* Information provided *

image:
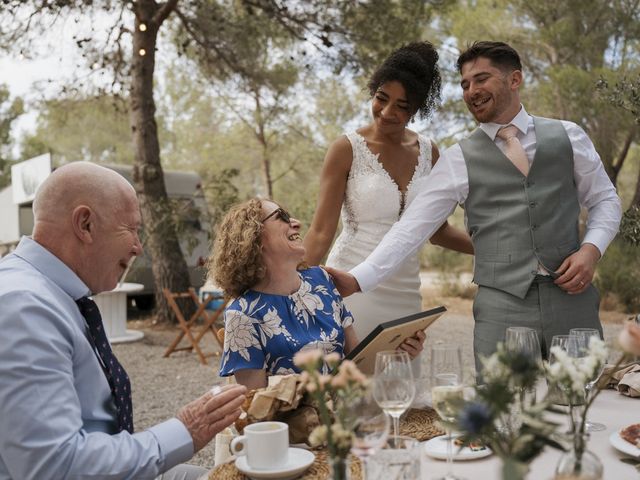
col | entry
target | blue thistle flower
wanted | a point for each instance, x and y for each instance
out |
(475, 417)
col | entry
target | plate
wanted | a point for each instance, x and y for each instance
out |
(437, 448)
(299, 460)
(622, 445)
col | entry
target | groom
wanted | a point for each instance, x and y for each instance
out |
(522, 181)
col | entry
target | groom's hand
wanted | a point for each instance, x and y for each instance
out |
(345, 282)
(576, 272)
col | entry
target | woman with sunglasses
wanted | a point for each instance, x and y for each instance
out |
(279, 306)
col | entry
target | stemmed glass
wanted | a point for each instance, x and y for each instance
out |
(393, 385)
(370, 428)
(525, 341)
(583, 336)
(447, 392)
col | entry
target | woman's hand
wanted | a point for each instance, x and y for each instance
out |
(414, 345)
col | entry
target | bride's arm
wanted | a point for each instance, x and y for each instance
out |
(333, 183)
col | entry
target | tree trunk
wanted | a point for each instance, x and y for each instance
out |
(636, 198)
(266, 162)
(168, 264)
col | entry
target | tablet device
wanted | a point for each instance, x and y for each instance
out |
(389, 335)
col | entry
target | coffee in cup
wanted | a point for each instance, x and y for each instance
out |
(266, 445)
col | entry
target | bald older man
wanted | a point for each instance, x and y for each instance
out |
(65, 409)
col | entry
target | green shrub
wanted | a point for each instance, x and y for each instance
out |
(618, 273)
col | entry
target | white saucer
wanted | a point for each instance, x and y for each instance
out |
(299, 460)
(437, 448)
(622, 445)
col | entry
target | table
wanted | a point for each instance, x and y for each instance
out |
(614, 410)
(113, 308)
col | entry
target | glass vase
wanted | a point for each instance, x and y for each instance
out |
(339, 468)
(579, 463)
(513, 469)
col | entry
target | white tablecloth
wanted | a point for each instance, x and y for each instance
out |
(610, 408)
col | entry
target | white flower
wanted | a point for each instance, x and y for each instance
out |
(305, 303)
(240, 334)
(272, 324)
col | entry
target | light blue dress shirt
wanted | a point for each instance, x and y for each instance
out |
(57, 417)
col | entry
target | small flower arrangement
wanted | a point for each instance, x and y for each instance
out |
(572, 375)
(502, 415)
(332, 394)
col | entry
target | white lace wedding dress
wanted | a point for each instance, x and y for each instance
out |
(373, 203)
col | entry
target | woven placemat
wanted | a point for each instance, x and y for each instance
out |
(421, 424)
(417, 423)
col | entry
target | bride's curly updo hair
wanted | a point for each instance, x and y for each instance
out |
(415, 66)
(237, 263)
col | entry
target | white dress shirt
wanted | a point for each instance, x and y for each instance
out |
(448, 185)
(57, 418)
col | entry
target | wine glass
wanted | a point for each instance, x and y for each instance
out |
(393, 385)
(447, 393)
(370, 427)
(583, 337)
(525, 340)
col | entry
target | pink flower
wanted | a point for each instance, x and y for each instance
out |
(629, 338)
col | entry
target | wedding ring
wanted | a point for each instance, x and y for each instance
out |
(216, 389)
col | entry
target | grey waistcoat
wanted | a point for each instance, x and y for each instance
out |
(517, 222)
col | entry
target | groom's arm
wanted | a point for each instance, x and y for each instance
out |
(442, 190)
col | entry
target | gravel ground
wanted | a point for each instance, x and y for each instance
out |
(162, 385)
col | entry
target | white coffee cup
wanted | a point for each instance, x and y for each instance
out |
(266, 445)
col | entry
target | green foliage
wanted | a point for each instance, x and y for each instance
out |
(619, 274)
(502, 416)
(377, 28)
(630, 226)
(221, 193)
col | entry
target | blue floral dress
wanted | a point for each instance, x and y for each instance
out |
(264, 331)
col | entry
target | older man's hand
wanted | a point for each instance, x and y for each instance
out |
(210, 413)
(344, 281)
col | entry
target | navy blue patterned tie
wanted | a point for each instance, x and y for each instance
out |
(115, 373)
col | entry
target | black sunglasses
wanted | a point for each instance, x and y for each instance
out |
(279, 213)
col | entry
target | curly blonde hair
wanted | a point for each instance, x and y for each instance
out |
(237, 263)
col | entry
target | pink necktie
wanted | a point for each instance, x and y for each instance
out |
(513, 148)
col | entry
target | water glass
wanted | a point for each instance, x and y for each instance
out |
(580, 349)
(447, 392)
(393, 385)
(399, 459)
(370, 427)
(525, 341)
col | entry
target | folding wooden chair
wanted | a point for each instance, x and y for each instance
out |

* Short exercise *
Without the pictures, transcribe the listing above exactly.

* Solution below *
image:
col | entry
target | blue thistle flower
wanted | a point for each instance, x and y for each instance
out |
(475, 417)
col | entry
target | plate
wanted | a point for each instance, x and y for each instance
out |
(437, 448)
(299, 460)
(622, 445)
col | entry
target | groom
wanted | a point for each instance, x and y for each instance
out |
(522, 181)
col | entry
target | groom's hand
wanted | a point for each instance, x and y for each instance
out |
(345, 282)
(576, 272)
col | entry
target | woman with sunglasses
wanted | a point for each instance, x and y for each instance
out |
(279, 306)
col | entry
target | stemmed glass
wanted | a point for each instance, x and y for each instance
out |
(393, 385)
(370, 428)
(525, 341)
(583, 336)
(447, 392)
col | entry
target | woman's hand
wanted | a point for each instance, x and y for each instance
out |
(414, 345)
col | entry
target | bride's arm
wanted | a point for each instance, x and y for each instance
out |
(333, 183)
col | entry
target | tree trunk
wanted | a point for each instance, x and y for each instance
out |
(636, 198)
(266, 162)
(168, 264)
col | entry
target | tablet device
wanted | a point for each instance, x and y for each instance
out |
(389, 335)
col | entry
target | coffee in cup
wanted | a point for each instance, x and y for each instance
out |
(266, 445)
col | entry
target | bald older man
wanted | a point for each instance, x and y for each instance
out |
(65, 409)
col | entry
target | green shrub
wanted | a point for each instance, x and y for each instance
out |
(618, 273)
col | entry
target | white saucer
wanted | a point for each instance, x and y for each instance
out |
(299, 460)
(437, 448)
(622, 445)
col | entry
target | table
wanted | a point for each instance, x and y for each instance
out |
(614, 410)
(113, 308)
col | entry
target | glass vase
wanted | a point for each instance, x and y for each instance
out |
(339, 468)
(579, 463)
(513, 469)
col | entry
target | white tablecloth
wanted | a point for each instance, x and y for each instance
out |
(610, 408)
col | entry
target | white flower
wanted | a point for each instance, x and y for each instance
out |
(305, 303)
(240, 334)
(272, 324)
col | entry
target | light blue dress shirt
wanted | a point for each instance, x and y for each instance
out |
(57, 417)
col | entry
target | small flower arrangement
wanted | a point for each instance, x and y for each instance
out |
(572, 375)
(502, 415)
(332, 394)
col | entry
target | white lace wedding dress
wanted | a point for each instance, x and y for each instance
out |
(373, 203)
col | entry
target | woven placemat
wanted | a point for each instance, x and y for each instance
out |
(421, 424)
(417, 423)
col | entry
target | bride's curly updo hair
wanted | a point for each instance, x and y for each instance
out |
(415, 66)
(237, 263)
col | entry
target | white dress shirt
wanted | a point for each instance, x and y for each instance
out |
(448, 185)
(57, 418)
col | entry
target | wine glass
wanted | a point for each instance, x and y for each instance
out |
(393, 385)
(447, 393)
(370, 427)
(583, 337)
(525, 340)
col | entry
target | pink flower
wanted | a point for each instance, x and y for each instance
out |
(629, 338)
col | entry
target | wedding ring
wanted | a point for each instance, x and y for each instance
out |
(216, 389)
col | entry
target | grey waistcoat
wanted | a point for each instance, x and y for each instance
out |
(517, 222)
col | entry
target | groom's arm
wanted | a point for each instance, x and y for each instance
out |
(442, 190)
col | entry
target | gravel ground
wanted | a point for each instance, x and y for each instance
out |
(162, 385)
col | entry
target | white coffee cup
wanted | a point for each instance, x and y for each instance
out |
(266, 445)
col | entry
target | green foliage
wanted | a point for each instance, x and y for each instance
out |
(619, 274)
(502, 416)
(377, 28)
(630, 226)
(221, 193)
col | entry
target | blue floral dress
wanted | a point for each instance, x and y for each instance
out |
(264, 331)
col | entry
target | older man's hand
wanted | a point for each instance, x and y for each instance
out |
(210, 413)
(344, 281)
col | entry
target | navy blue patterned tie
wanted | a point for each instance, x and y for each instance
out |
(115, 373)
col | entry
target | black sunglasses
wanted | a point for each instance, x and y for each instance
out |
(279, 213)
col | entry
target | curly blonde hair
wanted | a point for each instance, x and y for each instance
out |
(237, 263)
col | entry
target | pink necktie
wanted | a point for each instance, x and y for each instance
out |
(513, 148)
col | entry
target | water glass
wanted | a point for each instance, x and y for each instance
out |
(580, 349)
(447, 392)
(393, 385)
(399, 459)
(370, 427)
(525, 341)
col | entry
target | folding wooden chair
wanted | a point for each instance, x and y for each instance
out |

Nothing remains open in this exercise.